What you need to do:
Copy out the final stretch of the listing: the line that contains "Would you mind pointing out the second bear's ear" and all lines after it, exactly as they appear.

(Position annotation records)
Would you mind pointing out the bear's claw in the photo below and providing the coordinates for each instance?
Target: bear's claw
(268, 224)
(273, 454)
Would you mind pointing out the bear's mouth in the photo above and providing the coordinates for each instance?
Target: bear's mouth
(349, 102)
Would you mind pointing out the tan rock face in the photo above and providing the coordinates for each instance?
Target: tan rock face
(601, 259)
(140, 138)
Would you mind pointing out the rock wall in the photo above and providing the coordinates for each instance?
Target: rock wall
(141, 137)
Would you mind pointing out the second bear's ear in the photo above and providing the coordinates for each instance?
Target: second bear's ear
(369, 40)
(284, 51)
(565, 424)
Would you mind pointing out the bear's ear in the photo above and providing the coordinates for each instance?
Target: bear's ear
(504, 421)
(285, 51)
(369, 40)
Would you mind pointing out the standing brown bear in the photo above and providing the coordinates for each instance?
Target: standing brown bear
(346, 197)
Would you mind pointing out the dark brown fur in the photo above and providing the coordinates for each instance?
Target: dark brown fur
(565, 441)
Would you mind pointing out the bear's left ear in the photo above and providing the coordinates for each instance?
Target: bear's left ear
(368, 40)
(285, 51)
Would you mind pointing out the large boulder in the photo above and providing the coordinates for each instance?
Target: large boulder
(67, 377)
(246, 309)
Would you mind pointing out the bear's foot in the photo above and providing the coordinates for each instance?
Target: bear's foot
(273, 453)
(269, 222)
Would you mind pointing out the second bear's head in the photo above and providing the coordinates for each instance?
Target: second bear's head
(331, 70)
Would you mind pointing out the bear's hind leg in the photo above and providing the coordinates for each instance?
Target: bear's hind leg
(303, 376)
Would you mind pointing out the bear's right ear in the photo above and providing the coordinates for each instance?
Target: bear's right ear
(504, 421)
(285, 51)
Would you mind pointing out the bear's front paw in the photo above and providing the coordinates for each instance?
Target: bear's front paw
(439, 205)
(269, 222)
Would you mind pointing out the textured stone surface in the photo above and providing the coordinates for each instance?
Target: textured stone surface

Finished exercise:
Would you mind pointing out the second bear's ear in the photo above and providing the coordinates for each instance?
Target: second bear's ear
(369, 40)
(284, 51)
(565, 424)
Would you mind pointing out the bear's ear in the photo above and providing the coordinates for each instance?
Target: bear's ear
(504, 421)
(285, 51)
(369, 40)
Would you mind pointing out the standing brown bear in the photo above and providing the coordinates for each instance?
Target: standing brown bear
(346, 197)
Would you mind pointing out the dark brown fur in the photo above and providing the coordinates for each instance?
Target: dark brown fur
(565, 441)
Would you mind pointing out the bear's left ear in the photo above and providing the coordinates for each instance?
Target: bear's left ear
(368, 40)
(285, 51)
Would you mind pointing out the large boulder in the photo above and providing the coordinates for each instance?
Target: large boulder
(67, 377)
(246, 309)
Would you mind pointing out the bear's foot in the photo above and providing the coordinates for each instance?
Target: bear's foot
(273, 453)
(269, 222)
Would you mind pointing out the second bear's head in the photo above and providing the coordinates for each instance?
Target: second bear's head
(331, 70)
Would you mind pointing out the bear's hind leg in the photo above and providing the coordinates for each instance?
Target: bear's hind leg
(303, 376)
Would you mind pointing out the bear's right ear in the photo above and providing the coordinates for each instance?
Target: bear's right ear
(504, 421)
(285, 51)
Would you mind pointing out the bear's front paw in the photo above and providing the coordinates for each instance?
Target: bear's front paw
(439, 205)
(269, 222)
Would you mind pointing out the textured stone surface in the photo above and providing the coordinates for each instance?
Target: textured stone surface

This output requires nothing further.